[Opening Data section section]
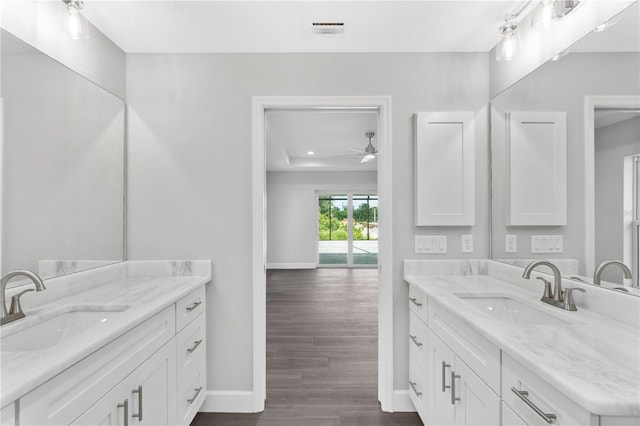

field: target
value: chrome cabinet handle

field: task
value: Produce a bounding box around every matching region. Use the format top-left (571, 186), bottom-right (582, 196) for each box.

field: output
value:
top-left (451, 371), bottom-right (460, 405)
top-left (187, 387), bottom-right (203, 404)
top-left (511, 387), bottom-right (557, 424)
top-left (187, 339), bottom-right (203, 354)
top-left (409, 381), bottom-right (422, 397)
top-left (132, 385), bottom-right (143, 420)
top-left (186, 301), bottom-right (202, 312)
top-left (409, 335), bottom-right (422, 348)
top-left (441, 362), bottom-right (451, 392)
top-left (409, 297), bottom-right (423, 307)
top-left (117, 399), bottom-right (129, 426)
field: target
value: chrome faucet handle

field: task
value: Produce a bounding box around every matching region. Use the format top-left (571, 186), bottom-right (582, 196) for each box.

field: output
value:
top-left (8, 289), bottom-right (34, 317)
top-left (536, 277), bottom-right (553, 299)
top-left (562, 287), bottom-right (585, 311)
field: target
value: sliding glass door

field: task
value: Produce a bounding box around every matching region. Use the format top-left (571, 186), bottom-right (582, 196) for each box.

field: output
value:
top-left (318, 193), bottom-right (378, 267)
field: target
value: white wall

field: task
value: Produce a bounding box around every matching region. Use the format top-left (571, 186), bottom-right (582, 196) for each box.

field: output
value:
top-left (491, 53), bottom-right (640, 273)
top-left (2, 50), bottom-right (124, 276)
top-left (266, 171), bottom-right (377, 268)
top-left (595, 116), bottom-right (640, 283)
top-left (126, 52), bottom-right (489, 401)
top-left (0, 1), bottom-right (126, 99)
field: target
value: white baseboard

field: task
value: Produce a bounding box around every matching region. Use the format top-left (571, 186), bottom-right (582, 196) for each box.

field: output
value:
top-left (393, 389), bottom-right (417, 412)
top-left (200, 390), bottom-right (259, 413)
top-left (266, 263), bottom-right (316, 269)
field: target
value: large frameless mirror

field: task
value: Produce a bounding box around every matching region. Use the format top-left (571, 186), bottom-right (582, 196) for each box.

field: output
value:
top-left (490, 2), bottom-right (640, 295)
top-left (1, 29), bottom-right (125, 282)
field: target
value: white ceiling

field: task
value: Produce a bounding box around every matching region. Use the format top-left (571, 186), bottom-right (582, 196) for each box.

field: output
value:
top-left (594, 109), bottom-right (640, 129)
top-left (266, 109), bottom-right (378, 171)
top-left (82, 1), bottom-right (522, 53)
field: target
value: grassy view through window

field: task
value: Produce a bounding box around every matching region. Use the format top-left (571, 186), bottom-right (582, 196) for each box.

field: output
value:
top-left (318, 194), bottom-right (378, 265)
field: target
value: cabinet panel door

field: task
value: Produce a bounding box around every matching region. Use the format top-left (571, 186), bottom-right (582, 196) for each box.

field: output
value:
top-left (507, 111), bottom-right (567, 226)
top-left (128, 340), bottom-right (177, 426)
top-left (71, 390), bottom-right (124, 426)
top-left (414, 112), bottom-right (475, 226)
top-left (502, 401), bottom-right (528, 426)
top-left (452, 358), bottom-right (500, 426)
top-left (427, 329), bottom-right (455, 426)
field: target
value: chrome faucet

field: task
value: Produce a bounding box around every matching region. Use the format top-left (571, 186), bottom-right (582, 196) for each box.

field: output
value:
top-left (1, 270), bottom-right (46, 326)
top-left (593, 260), bottom-right (632, 286)
top-left (522, 260), bottom-right (585, 311)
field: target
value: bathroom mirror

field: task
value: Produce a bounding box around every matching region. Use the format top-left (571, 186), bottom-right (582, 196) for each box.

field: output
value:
top-left (490, 2), bottom-right (640, 294)
top-left (1, 29), bottom-right (125, 281)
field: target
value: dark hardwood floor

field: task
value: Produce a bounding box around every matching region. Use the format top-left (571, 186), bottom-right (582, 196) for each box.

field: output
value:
top-left (192, 268), bottom-right (422, 426)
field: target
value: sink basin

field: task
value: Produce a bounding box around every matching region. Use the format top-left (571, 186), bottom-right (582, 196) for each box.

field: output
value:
top-left (458, 295), bottom-right (564, 325)
top-left (1, 306), bottom-right (128, 352)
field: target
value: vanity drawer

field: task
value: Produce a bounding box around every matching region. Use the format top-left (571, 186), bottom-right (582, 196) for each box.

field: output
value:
top-left (502, 353), bottom-right (597, 426)
top-left (409, 284), bottom-right (428, 324)
top-left (427, 298), bottom-right (500, 395)
top-left (409, 310), bottom-right (428, 365)
top-left (176, 312), bottom-right (206, 425)
top-left (176, 286), bottom-right (206, 331)
top-left (409, 356), bottom-right (428, 422)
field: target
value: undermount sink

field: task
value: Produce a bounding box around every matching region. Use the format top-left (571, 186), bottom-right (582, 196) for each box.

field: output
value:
top-left (1, 306), bottom-right (129, 352)
top-left (457, 295), bottom-right (564, 326)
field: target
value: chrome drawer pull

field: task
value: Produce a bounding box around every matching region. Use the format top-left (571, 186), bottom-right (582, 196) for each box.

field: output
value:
top-left (511, 387), bottom-right (557, 424)
top-left (451, 371), bottom-right (460, 405)
top-left (409, 297), bottom-right (423, 307)
top-left (132, 385), bottom-right (143, 420)
top-left (188, 387), bottom-right (203, 404)
top-left (117, 399), bottom-right (129, 426)
top-left (441, 361), bottom-right (451, 392)
top-left (186, 301), bottom-right (202, 312)
top-left (409, 335), bottom-right (423, 348)
top-left (187, 339), bottom-right (203, 354)
top-left (409, 381), bottom-right (422, 397)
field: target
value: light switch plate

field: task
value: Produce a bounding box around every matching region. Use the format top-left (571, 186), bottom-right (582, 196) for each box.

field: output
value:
top-left (461, 235), bottom-right (473, 253)
top-left (505, 235), bottom-right (517, 253)
top-left (415, 235), bottom-right (447, 254)
top-left (531, 235), bottom-right (563, 254)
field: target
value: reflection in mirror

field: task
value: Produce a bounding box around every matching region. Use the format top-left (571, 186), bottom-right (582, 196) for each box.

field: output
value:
top-left (1, 30), bottom-right (125, 282)
top-left (490, 3), bottom-right (640, 295)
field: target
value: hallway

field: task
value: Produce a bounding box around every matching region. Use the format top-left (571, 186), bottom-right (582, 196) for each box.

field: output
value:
top-left (192, 268), bottom-right (421, 425)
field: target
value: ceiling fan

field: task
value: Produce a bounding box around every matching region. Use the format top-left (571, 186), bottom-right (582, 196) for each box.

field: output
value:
top-left (348, 131), bottom-right (378, 163)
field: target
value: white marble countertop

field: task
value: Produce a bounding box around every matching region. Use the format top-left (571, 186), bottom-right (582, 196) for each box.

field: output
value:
top-left (1, 266), bottom-right (211, 406)
top-left (404, 273), bottom-right (640, 417)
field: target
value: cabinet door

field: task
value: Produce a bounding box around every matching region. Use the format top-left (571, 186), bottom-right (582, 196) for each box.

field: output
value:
top-left (73, 340), bottom-right (176, 426)
top-left (427, 329), bottom-right (455, 426)
top-left (128, 339), bottom-right (177, 425)
top-left (414, 111), bottom-right (475, 226)
top-left (507, 111), bottom-right (567, 226)
top-left (452, 357), bottom-right (500, 426)
top-left (502, 401), bottom-right (528, 426)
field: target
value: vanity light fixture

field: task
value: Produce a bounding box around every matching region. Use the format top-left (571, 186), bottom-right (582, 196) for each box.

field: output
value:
top-left (594, 18), bottom-right (618, 33)
top-left (530, 0), bottom-right (581, 32)
top-left (496, 20), bottom-right (522, 62)
top-left (61, 0), bottom-right (89, 40)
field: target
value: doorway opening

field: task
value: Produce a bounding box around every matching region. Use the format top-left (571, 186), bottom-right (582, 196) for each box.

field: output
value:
top-left (318, 193), bottom-right (378, 267)
top-left (253, 96), bottom-right (393, 412)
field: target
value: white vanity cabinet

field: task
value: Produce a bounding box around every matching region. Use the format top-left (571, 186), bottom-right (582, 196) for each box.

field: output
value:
top-left (10, 285), bottom-right (207, 426)
top-left (72, 339), bottom-right (177, 425)
top-left (425, 324), bottom-right (500, 426)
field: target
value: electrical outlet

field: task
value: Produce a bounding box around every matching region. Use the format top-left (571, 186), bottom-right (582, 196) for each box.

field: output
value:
top-left (505, 235), bottom-right (517, 253)
top-left (461, 235), bottom-right (473, 253)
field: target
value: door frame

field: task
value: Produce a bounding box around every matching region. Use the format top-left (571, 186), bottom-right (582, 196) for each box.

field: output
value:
top-left (252, 96), bottom-right (393, 411)
top-left (584, 95), bottom-right (640, 276)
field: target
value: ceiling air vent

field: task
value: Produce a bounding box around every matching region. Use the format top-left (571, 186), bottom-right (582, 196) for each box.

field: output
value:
top-left (312, 22), bottom-right (345, 35)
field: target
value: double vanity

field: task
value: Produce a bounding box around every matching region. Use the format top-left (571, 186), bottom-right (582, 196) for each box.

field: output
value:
top-left (0, 261), bottom-right (211, 426)
top-left (405, 260), bottom-right (640, 426)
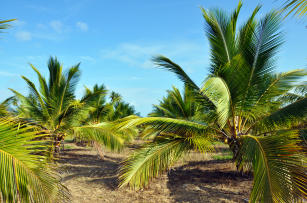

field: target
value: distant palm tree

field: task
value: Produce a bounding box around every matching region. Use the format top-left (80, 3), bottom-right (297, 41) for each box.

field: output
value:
top-left (75, 85), bottom-right (139, 157)
top-left (118, 2), bottom-right (307, 202)
top-left (149, 85), bottom-right (199, 119)
top-left (108, 91), bottom-right (138, 121)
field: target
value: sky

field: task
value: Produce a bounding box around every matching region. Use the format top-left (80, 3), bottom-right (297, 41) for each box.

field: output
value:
top-left (1, 0), bottom-right (306, 116)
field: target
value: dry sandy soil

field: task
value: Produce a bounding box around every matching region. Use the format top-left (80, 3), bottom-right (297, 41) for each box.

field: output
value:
top-left (57, 142), bottom-right (252, 203)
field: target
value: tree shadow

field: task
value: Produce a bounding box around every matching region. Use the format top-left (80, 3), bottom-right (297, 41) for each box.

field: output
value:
top-left (58, 147), bottom-right (122, 190)
top-left (167, 160), bottom-right (252, 203)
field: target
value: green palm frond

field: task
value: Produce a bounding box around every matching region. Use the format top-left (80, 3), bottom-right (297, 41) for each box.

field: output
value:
top-left (238, 132), bottom-right (306, 202)
top-left (74, 121), bottom-right (138, 152)
top-left (253, 97), bottom-right (307, 133)
top-left (152, 56), bottom-right (214, 108)
top-left (119, 134), bottom-right (214, 189)
top-left (153, 56), bottom-right (200, 91)
top-left (0, 118), bottom-right (69, 202)
top-left (201, 77), bottom-right (231, 128)
top-left (119, 137), bottom-right (189, 189)
top-left (201, 3), bottom-right (240, 71)
top-left (0, 19), bottom-right (16, 31)
top-left (116, 116), bottom-right (214, 137)
top-left (281, 0), bottom-right (307, 17)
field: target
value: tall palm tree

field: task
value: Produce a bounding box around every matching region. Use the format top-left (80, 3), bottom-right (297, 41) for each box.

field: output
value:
top-left (118, 2), bottom-right (307, 202)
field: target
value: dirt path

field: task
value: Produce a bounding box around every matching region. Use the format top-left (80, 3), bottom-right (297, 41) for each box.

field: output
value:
top-left (58, 143), bottom-right (252, 203)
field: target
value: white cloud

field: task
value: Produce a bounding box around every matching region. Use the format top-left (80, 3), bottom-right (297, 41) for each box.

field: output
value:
top-left (0, 71), bottom-right (18, 77)
top-left (50, 20), bottom-right (63, 33)
top-left (15, 31), bottom-right (32, 41)
top-left (80, 56), bottom-right (95, 62)
top-left (100, 41), bottom-right (209, 71)
top-left (76, 21), bottom-right (88, 32)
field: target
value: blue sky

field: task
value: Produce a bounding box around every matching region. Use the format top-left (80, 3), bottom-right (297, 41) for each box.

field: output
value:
top-left (1, 0), bottom-right (306, 116)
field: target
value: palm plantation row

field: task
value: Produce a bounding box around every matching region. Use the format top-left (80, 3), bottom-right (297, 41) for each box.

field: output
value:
top-left (1, 2), bottom-right (307, 203)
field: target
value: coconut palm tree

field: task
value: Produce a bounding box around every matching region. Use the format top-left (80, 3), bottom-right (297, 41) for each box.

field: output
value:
top-left (118, 2), bottom-right (307, 202)
top-left (75, 85), bottom-right (139, 157)
top-left (10, 57), bottom-right (90, 152)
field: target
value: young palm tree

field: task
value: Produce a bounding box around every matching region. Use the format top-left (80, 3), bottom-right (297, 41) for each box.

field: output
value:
top-left (118, 2), bottom-right (307, 202)
top-left (10, 57), bottom-right (89, 152)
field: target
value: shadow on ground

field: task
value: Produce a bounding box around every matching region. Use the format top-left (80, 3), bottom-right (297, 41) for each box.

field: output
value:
top-left (166, 160), bottom-right (252, 203)
top-left (58, 148), bottom-right (121, 190)
top-left (58, 144), bottom-right (252, 202)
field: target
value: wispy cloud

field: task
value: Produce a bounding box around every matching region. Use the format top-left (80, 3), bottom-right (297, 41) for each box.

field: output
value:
top-left (76, 21), bottom-right (88, 32)
top-left (0, 71), bottom-right (18, 77)
top-left (100, 41), bottom-right (209, 71)
top-left (50, 20), bottom-right (64, 33)
top-left (15, 31), bottom-right (32, 41)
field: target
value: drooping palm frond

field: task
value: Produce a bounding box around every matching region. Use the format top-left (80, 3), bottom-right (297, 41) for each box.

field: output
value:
top-left (238, 132), bottom-right (306, 202)
top-left (119, 133), bottom-right (214, 189)
top-left (0, 118), bottom-right (69, 202)
top-left (252, 97), bottom-right (307, 133)
top-left (152, 56), bottom-right (214, 109)
top-left (74, 121), bottom-right (138, 152)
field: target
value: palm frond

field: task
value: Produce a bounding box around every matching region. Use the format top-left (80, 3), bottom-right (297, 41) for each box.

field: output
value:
top-left (74, 122), bottom-right (137, 152)
top-left (281, 0), bottom-right (307, 17)
top-left (0, 118), bottom-right (69, 202)
top-left (238, 133), bottom-right (306, 202)
top-left (201, 77), bottom-right (230, 128)
top-left (119, 137), bottom-right (191, 189)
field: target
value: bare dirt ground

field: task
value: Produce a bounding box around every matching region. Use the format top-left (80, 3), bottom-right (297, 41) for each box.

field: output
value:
top-left (57, 142), bottom-right (252, 203)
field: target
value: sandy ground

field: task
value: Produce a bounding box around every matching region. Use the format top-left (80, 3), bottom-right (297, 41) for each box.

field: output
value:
top-left (57, 142), bottom-right (252, 203)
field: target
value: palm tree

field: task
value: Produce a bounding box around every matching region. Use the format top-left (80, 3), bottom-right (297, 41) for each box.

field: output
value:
top-left (75, 85), bottom-right (139, 158)
top-left (149, 85), bottom-right (199, 119)
top-left (10, 57), bottom-right (95, 152)
top-left (118, 2), bottom-right (307, 202)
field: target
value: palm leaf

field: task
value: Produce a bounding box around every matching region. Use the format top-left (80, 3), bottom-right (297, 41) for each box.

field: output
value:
top-left (238, 133), bottom-right (306, 202)
top-left (0, 118), bottom-right (69, 202)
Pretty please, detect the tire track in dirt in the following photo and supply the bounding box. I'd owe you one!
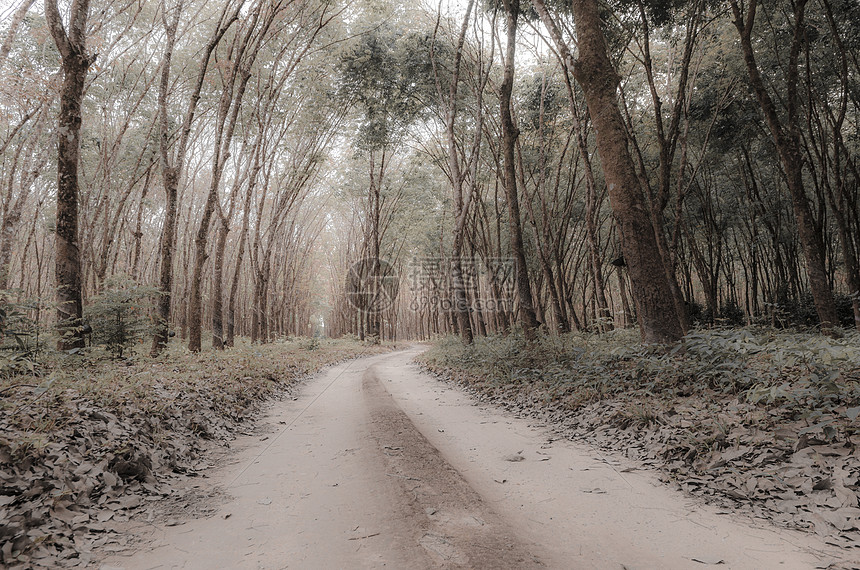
[362,364,545,569]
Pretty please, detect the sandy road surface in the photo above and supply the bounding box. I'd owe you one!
[104,348,850,569]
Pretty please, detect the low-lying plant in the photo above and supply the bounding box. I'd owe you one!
[421,327,860,414]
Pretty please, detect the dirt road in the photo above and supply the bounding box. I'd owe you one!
[104,348,848,569]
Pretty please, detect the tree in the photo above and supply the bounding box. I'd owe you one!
[499,0,541,340]
[151,0,239,355]
[431,0,477,344]
[0,0,37,71]
[729,0,840,335]
[45,0,93,350]
[532,0,683,343]
[338,26,434,342]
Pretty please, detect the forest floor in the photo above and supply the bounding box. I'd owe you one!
[0,337,391,568]
[418,328,860,565]
[3,334,859,568]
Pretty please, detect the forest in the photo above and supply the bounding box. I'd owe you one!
[2,0,860,567]
[0,0,857,350]
[0,0,858,348]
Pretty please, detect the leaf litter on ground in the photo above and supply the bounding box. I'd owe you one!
[418,328,860,567]
[0,337,389,568]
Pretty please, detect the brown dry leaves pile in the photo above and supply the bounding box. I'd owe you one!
[419,329,860,564]
[0,338,386,568]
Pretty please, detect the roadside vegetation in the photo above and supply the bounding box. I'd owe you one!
[0,336,387,568]
[419,328,860,550]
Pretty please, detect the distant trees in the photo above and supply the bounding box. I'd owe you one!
[336,25,437,341]
[1,0,858,353]
[730,0,840,335]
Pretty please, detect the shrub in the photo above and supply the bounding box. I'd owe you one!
[84,275,158,358]
[0,292,47,377]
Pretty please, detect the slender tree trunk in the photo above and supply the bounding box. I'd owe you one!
[188,66,252,351]
[585,175,612,331]
[211,215,228,349]
[499,0,540,340]
[0,0,36,71]
[365,150,383,343]
[130,169,150,281]
[151,16,181,354]
[556,60,612,331]
[189,140,228,352]
[434,0,476,344]
[46,0,91,350]
[152,2,237,355]
[0,122,49,290]
[227,166,257,347]
[730,0,840,335]
[617,267,632,328]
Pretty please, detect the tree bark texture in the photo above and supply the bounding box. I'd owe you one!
[500,0,540,340]
[46,0,91,350]
[533,0,682,343]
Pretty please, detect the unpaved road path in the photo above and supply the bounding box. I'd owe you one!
[104,348,850,569]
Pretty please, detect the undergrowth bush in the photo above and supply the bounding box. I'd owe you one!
[84,275,158,358]
[0,292,48,378]
[419,327,860,422]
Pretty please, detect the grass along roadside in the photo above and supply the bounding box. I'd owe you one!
[0,337,390,568]
[417,328,860,559]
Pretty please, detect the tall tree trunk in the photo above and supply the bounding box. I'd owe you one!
[555,58,612,331]
[227,163,258,347]
[365,150,383,343]
[152,165,179,352]
[634,0,701,334]
[730,0,840,335]
[188,2,263,352]
[152,2,237,355]
[433,0,476,344]
[150,10,179,354]
[0,115,49,291]
[499,0,540,340]
[532,0,682,343]
[130,169,150,281]
[188,65,252,352]
[211,212,228,349]
[819,0,859,330]
[46,0,91,350]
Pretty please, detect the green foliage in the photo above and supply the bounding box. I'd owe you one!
[337,27,439,151]
[84,275,158,358]
[420,327,860,418]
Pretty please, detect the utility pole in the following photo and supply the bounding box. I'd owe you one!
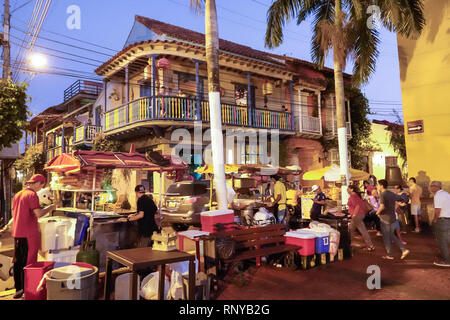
[2,0,10,80]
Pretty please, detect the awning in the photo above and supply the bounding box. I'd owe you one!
[74,150,160,170]
[45,151,188,173]
[44,153,81,173]
[302,164,370,181]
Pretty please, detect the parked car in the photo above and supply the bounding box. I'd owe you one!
[161,180,215,231]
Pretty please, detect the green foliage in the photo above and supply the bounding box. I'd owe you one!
[14,144,46,175]
[92,133,124,189]
[346,87,376,170]
[0,81,30,150]
[72,143,92,151]
[385,111,407,167]
[92,133,124,152]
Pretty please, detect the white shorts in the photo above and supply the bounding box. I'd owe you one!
[411,204,421,216]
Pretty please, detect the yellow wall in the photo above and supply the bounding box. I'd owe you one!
[397,0,450,191]
[370,123,403,180]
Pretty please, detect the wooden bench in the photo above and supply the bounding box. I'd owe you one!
[202,224,302,276]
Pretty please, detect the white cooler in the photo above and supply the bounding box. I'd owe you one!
[39,216,77,252]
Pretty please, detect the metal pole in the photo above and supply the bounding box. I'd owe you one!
[194,59,201,121]
[289,80,294,130]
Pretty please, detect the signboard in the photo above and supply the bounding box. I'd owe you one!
[407,120,424,134]
[0,144,20,159]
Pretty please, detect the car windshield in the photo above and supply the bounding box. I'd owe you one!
[166,183,209,196]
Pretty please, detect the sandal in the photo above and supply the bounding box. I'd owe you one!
[382,255,394,260]
[366,246,375,252]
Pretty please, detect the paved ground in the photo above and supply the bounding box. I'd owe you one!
[1,225,448,300]
[214,227,450,300]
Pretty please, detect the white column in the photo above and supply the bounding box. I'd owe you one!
[318,91,323,135]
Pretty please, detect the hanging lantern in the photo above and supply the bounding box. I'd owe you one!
[262,78,273,95]
[157,57,171,70]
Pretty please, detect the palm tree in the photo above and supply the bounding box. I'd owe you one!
[190,0,228,210]
[265,0,425,200]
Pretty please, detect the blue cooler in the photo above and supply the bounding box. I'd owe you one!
[311,230,330,254]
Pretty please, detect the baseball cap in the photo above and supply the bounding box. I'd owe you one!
[135,185,146,193]
[311,185,319,192]
[25,174,46,185]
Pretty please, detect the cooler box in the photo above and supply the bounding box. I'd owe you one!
[24,261,55,300]
[284,231,315,256]
[311,230,330,254]
[201,210,234,233]
[39,216,77,252]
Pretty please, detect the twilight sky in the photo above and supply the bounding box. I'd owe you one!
[7,0,404,145]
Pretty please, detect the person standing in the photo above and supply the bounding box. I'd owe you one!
[347,185,375,251]
[364,189,382,236]
[363,180,374,197]
[408,177,423,233]
[429,181,450,267]
[119,185,158,248]
[376,179,410,260]
[11,174,57,299]
[394,184,409,244]
[271,175,287,224]
[310,185,326,221]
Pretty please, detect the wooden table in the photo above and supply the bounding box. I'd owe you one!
[104,247,196,300]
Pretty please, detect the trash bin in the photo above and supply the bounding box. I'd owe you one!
[24,261,55,300]
[45,262,98,300]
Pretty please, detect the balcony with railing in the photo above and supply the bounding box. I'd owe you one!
[104,96,294,133]
[73,125,102,144]
[47,145,62,162]
[300,115,321,134]
[64,80,103,102]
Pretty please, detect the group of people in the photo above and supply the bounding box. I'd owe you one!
[346,176,450,267]
[10,175,160,299]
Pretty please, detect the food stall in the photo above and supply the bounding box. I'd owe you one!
[194,164,302,226]
[43,149,187,272]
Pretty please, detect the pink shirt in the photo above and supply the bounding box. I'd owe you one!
[347,193,367,216]
[11,188,41,239]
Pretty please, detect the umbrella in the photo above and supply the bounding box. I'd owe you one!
[44,153,81,173]
[302,164,370,182]
[195,164,241,175]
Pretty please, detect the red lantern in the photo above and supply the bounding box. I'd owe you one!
[157,57,171,70]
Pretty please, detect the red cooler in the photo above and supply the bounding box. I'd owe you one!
[285,231,316,256]
[24,261,55,300]
[201,209,234,233]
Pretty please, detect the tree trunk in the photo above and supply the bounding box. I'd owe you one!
[334,0,350,205]
[205,0,227,210]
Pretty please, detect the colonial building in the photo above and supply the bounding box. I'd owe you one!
[27,16,354,196]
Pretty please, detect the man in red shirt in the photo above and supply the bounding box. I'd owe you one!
[11,174,56,299]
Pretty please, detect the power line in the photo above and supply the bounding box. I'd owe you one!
[11,0,34,13]
[10,33,106,64]
[11,25,113,57]
[11,15,120,53]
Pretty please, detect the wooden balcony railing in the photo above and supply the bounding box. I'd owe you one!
[104,96,292,132]
[301,116,321,134]
[74,125,102,144]
[47,146,62,162]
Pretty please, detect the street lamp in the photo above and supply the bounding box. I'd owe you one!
[28,53,47,69]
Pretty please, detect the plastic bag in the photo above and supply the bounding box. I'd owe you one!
[167,261,198,300]
[253,208,276,226]
[140,272,170,300]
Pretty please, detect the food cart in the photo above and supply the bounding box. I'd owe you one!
[43,149,187,272]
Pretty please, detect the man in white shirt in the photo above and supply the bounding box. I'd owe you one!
[429,181,450,267]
[Closing Data section section]
Work instructions >>
Provide the count of lines in the data above containing "frond", and nothing further.

Task output >>
3